++++ Extracted records
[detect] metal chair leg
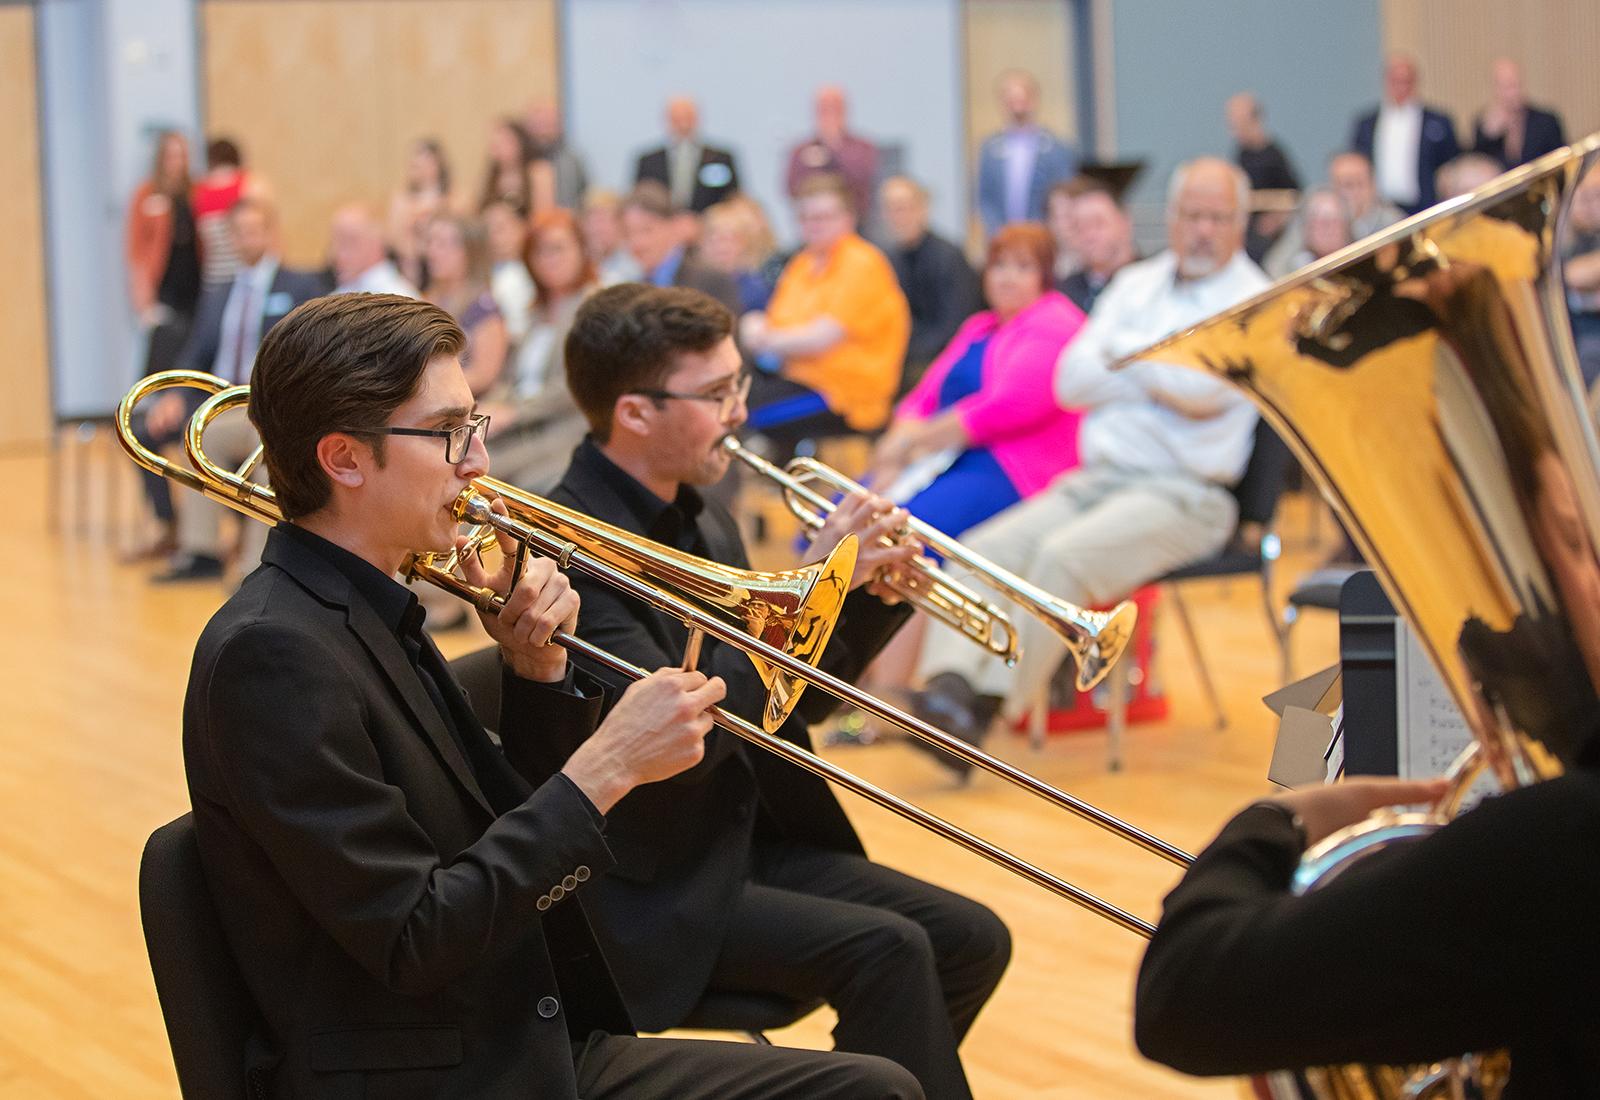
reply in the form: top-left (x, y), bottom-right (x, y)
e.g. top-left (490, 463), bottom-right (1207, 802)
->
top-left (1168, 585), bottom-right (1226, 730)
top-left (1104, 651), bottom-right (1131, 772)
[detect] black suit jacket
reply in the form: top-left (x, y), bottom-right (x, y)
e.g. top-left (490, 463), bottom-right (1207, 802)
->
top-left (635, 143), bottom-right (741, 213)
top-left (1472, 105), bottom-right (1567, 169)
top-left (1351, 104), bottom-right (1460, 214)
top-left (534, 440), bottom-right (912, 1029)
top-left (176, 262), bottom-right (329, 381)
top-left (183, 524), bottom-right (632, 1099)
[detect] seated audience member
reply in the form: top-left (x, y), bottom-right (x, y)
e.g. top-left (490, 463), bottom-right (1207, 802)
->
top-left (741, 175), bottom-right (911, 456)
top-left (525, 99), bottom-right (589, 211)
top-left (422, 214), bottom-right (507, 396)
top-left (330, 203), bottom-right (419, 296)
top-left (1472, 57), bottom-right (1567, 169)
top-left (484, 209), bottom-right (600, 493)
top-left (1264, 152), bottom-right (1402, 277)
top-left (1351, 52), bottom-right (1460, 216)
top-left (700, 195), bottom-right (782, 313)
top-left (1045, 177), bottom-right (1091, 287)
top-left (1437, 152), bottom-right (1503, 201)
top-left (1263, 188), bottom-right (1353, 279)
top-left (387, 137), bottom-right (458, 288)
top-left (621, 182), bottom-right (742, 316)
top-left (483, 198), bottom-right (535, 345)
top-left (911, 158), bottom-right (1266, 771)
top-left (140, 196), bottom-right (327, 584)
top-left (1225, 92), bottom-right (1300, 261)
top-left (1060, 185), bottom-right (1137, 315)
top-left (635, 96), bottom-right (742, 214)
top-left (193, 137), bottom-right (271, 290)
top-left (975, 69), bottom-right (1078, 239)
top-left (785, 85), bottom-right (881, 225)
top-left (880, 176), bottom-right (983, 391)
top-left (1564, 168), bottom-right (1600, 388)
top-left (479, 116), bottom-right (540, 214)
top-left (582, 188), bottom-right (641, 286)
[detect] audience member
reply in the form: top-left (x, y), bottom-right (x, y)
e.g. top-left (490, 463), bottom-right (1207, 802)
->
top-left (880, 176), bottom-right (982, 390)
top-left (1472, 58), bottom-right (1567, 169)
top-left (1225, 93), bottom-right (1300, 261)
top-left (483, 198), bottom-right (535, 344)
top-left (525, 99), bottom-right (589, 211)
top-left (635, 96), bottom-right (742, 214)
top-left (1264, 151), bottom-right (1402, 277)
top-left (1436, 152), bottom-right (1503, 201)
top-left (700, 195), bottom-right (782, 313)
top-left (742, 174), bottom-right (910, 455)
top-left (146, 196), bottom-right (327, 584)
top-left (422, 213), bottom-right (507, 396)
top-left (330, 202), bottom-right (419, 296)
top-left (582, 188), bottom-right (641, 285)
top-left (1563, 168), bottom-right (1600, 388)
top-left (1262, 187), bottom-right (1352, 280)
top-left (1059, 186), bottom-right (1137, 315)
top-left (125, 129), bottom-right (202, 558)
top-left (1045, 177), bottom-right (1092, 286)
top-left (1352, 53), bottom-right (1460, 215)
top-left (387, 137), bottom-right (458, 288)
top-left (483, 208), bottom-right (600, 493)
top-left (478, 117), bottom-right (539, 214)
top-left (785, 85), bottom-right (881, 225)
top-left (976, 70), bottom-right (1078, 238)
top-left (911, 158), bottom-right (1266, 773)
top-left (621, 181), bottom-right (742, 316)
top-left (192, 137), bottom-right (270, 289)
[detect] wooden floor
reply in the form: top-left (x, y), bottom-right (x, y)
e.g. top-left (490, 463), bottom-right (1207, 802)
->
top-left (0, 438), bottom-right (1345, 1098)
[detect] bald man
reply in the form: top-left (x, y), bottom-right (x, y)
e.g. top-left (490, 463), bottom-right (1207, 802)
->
++++++++
**Exercise requirements**
Lines that include the word "member" are to be extracted from the data above.

**Solution for this task**
[detect] seated audience member
[detect] audience member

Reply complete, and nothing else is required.